■ Exercise ■
Your output should be the full listing, unchanged.
"""
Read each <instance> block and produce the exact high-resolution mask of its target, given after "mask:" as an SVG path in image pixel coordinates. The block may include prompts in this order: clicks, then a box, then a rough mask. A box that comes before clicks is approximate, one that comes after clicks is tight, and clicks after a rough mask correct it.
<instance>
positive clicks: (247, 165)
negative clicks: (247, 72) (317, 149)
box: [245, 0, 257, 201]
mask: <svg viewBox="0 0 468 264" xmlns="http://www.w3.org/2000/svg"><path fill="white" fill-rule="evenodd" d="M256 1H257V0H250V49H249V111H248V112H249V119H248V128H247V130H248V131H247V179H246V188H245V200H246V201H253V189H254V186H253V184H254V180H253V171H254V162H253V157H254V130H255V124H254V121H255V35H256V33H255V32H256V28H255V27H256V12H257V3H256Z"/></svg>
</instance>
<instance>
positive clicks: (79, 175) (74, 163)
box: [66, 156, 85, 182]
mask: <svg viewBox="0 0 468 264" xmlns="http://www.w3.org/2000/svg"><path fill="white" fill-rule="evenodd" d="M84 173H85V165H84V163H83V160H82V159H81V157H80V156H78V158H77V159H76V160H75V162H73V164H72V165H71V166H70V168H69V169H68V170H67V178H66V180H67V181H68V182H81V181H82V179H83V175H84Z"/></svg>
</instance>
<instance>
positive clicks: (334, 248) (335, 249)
"""
■ Task result ■
Read each <instance> block and produce the exact high-resolution mask of its target, given after "mask:" as an SVG path in image pixel coordinates. The block may include prompts in this order: clicks, then a box, then a rough mask. A box that comes before clicks is approximate, one that comes after clicks is tight, and clicks after a rough mask correct it.
<instance>
positive clicks: (247, 165)
negative clicks: (247, 72) (317, 149)
box: [245, 0, 257, 201]
mask: <svg viewBox="0 0 468 264" xmlns="http://www.w3.org/2000/svg"><path fill="white" fill-rule="evenodd" d="M256 1H257V0H250V49H249V111H248V112H249V119H248V128H247V130H248V131H247V179H246V188H245V200H246V201H253V189H254V186H253V184H254V180H253V171H254V162H253V157H254V130H255V124H254V121H255V35H256V33H255V32H256V28H255V27H256V12H257V3H256Z"/></svg>
</instance>
<instance>
positive clicks: (79, 175) (74, 163)
box: [66, 156, 85, 182]
mask: <svg viewBox="0 0 468 264" xmlns="http://www.w3.org/2000/svg"><path fill="white" fill-rule="evenodd" d="M84 173H85V165H84V163H83V160H82V159H81V157H80V156H78V158H77V159H76V160H75V162H73V164H72V165H71V166H70V168H69V169H68V170H67V178H66V180H67V181H68V182H81V181H82V179H83V175H84Z"/></svg>
</instance>
<instance>
positive clicks: (334, 248) (335, 249)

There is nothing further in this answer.